About this task ▸ Rewrite all of the records with every occurrence of "positive clicks" changed to "foreground clicks", keeping everything else unchanged.

Data to process ▸
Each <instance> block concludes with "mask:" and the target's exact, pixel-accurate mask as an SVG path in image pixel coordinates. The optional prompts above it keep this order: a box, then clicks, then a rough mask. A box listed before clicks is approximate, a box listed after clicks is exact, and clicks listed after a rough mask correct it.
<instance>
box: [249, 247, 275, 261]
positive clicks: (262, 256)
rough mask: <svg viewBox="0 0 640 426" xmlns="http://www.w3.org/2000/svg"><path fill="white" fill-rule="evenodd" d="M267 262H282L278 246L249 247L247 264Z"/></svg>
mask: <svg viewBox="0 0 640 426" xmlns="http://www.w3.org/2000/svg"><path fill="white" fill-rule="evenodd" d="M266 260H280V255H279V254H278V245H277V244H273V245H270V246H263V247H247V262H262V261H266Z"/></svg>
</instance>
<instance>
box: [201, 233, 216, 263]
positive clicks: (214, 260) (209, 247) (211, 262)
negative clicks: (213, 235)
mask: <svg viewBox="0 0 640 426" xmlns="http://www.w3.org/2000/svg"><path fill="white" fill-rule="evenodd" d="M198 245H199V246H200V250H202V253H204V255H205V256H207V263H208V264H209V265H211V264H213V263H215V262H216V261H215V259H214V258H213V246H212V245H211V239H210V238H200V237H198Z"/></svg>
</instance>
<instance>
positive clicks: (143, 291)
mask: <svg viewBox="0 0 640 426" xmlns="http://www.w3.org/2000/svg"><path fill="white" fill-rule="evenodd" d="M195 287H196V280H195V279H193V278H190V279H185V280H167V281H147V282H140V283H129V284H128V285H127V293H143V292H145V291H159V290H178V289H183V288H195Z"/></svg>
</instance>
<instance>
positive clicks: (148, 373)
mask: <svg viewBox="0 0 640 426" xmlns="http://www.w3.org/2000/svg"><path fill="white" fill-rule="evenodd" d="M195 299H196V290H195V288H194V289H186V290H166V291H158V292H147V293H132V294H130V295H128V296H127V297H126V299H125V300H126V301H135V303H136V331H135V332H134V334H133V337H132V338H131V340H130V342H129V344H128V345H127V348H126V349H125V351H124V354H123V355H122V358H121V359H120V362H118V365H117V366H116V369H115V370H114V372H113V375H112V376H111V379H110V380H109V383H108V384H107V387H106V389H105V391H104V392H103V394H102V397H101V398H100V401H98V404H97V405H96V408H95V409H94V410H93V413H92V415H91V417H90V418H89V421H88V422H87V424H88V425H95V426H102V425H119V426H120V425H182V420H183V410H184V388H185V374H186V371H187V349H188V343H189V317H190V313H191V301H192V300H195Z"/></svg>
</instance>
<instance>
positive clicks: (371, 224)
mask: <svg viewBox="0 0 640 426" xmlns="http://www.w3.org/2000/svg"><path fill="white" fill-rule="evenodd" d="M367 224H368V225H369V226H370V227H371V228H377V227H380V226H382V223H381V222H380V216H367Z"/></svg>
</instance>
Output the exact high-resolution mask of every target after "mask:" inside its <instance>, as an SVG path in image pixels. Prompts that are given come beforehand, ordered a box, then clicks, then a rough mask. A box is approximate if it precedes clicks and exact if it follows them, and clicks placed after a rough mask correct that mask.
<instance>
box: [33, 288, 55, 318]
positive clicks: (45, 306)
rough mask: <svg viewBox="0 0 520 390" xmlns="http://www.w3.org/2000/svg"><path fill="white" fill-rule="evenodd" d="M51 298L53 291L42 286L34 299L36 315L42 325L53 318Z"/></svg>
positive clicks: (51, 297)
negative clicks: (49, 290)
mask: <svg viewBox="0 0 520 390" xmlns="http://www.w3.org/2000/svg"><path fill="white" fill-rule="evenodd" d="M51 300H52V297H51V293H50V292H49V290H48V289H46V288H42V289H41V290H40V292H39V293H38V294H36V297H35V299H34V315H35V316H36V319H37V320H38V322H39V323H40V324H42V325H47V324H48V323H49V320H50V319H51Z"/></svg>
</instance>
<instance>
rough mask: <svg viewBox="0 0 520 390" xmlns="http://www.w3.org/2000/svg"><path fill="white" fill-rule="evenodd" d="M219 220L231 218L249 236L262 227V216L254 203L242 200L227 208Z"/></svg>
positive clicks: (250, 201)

Problem solution ▸
Each <instance> block concludes with "mask:" and the target's exact, pixel-accurate mask as an SVG path in image pixel coordinates. The optional prompts above it keep this order: a box, then clicks, then a rough mask. A box listed before clicks is approximate, a box listed after clicks is exact, and clicks listed after a rough mask correct it.
<instance>
box: [249, 247, 275, 261]
foreground clicks: (262, 256)
rough mask: <svg viewBox="0 0 640 426" xmlns="http://www.w3.org/2000/svg"><path fill="white" fill-rule="evenodd" d="M267 262H282L278 246L249 247L247 264Z"/></svg>
mask: <svg viewBox="0 0 640 426" xmlns="http://www.w3.org/2000/svg"><path fill="white" fill-rule="evenodd" d="M266 260H280V255H279V254H278V245H277V244H273V245H270V246H263V247H247V262H262V261H266Z"/></svg>
</instance>
<instance>
box: [201, 233, 216, 263]
foreground clicks: (214, 260) (209, 247) (211, 262)
negative clicks: (213, 235)
mask: <svg viewBox="0 0 640 426" xmlns="http://www.w3.org/2000/svg"><path fill="white" fill-rule="evenodd" d="M198 245H199V246H200V250H202V253H204V255H205V256H207V263H208V264H209V265H211V264H213V263H215V262H216V261H215V259H214V258H213V246H212V245H211V239H210V238H200V237H198Z"/></svg>
</instance>
<instance>
foreground clicks: (143, 291)
mask: <svg viewBox="0 0 640 426" xmlns="http://www.w3.org/2000/svg"><path fill="white" fill-rule="evenodd" d="M195 287H196V280H195V279H193V278H190V279H185V280H167V281H147V282H140V283H129V284H128V285H127V293H143V292H145V291H159V290H178V289H183V288H195Z"/></svg>
</instance>
<instance>
foreground clicks: (148, 373)
mask: <svg viewBox="0 0 640 426" xmlns="http://www.w3.org/2000/svg"><path fill="white" fill-rule="evenodd" d="M195 299H196V290H195V288H194V289H186V290H166V291H158V292H147V293H132V294H130V295H128V296H127V297H126V299H125V300H126V301H135V303H136V331H135V332H134V334H133V337H132V338H131V340H130V342H129V344H128V345H127V348H126V349H125V351H124V354H123V355H122V358H121V359H120V362H118V365H117V366H116V369H115V370H114V372H113V375H112V376H111V379H110V380H109V383H108V384H107V387H106V389H105V391H104V392H103V394H102V397H101V398H100V401H98V404H97V405H96V408H95V409H94V410H93V413H92V415H91V417H90V418H89V421H88V422H87V424H88V425H95V426H102V425H119V426H120V425H182V420H183V410H184V388H185V374H186V371H187V349H188V343H189V317H190V313H191V301H192V300H195Z"/></svg>
</instance>
<instance>
foreground clicks: (371, 224)
mask: <svg viewBox="0 0 640 426" xmlns="http://www.w3.org/2000/svg"><path fill="white" fill-rule="evenodd" d="M367 224H368V225H369V226H370V227H371V228H377V227H380V226H382V223H381V222H380V216H367Z"/></svg>
</instance>
Output the exact high-resolution mask of every target after "mask:" inside its <instance>, as an SVG path in image pixels. Prompts that are given come beforehand, ordered a box, then clicks, then a rough mask. A box is approximate if it precedes clicks and exact if it follows them, and clicks placed after a rough mask correct that mask.
<instance>
box: [33, 288, 55, 318]
foreground clicks: (45, 306)
rough mask: <svg viewBox="0 0 520 390" xmlns="http://www.w3.org/2000/svg"><path fill="white" fill-rule="evenodd" d="M51 298L53 291L42 286L34 299L36 315L42 325L53 318Z"/></svg>
foreground clicks: (51, 297)
negative clicks: (49, 290)
mask: <svg viewBox="0 0 520 390" xmlns="http://www.w3.org/2000/svg"><path fill="white" fill-rule="evenodd" d="M51 300H52V297H51V293H50V292H49V290H48V289H46V288H42V289H41V290H40V292H39V293H38V294H36V297H35V299H34V315H35V316H36V319H37V320H38V322H39V323H40V324H42V325H47V324H48V323H49V320H50V319H51Z"/></svg>
</instance>
<instance>
rough mask: <svg viewBox="0 0 520 390" xmlns="http://www.w3.org/2000/svg"><path fill="white" fill-rule="evenodd" d="M219 220L231 218L249 236L262 227V216L254 203L242 200L227 208Z"/></svg>
foreground clicks: (250, 201)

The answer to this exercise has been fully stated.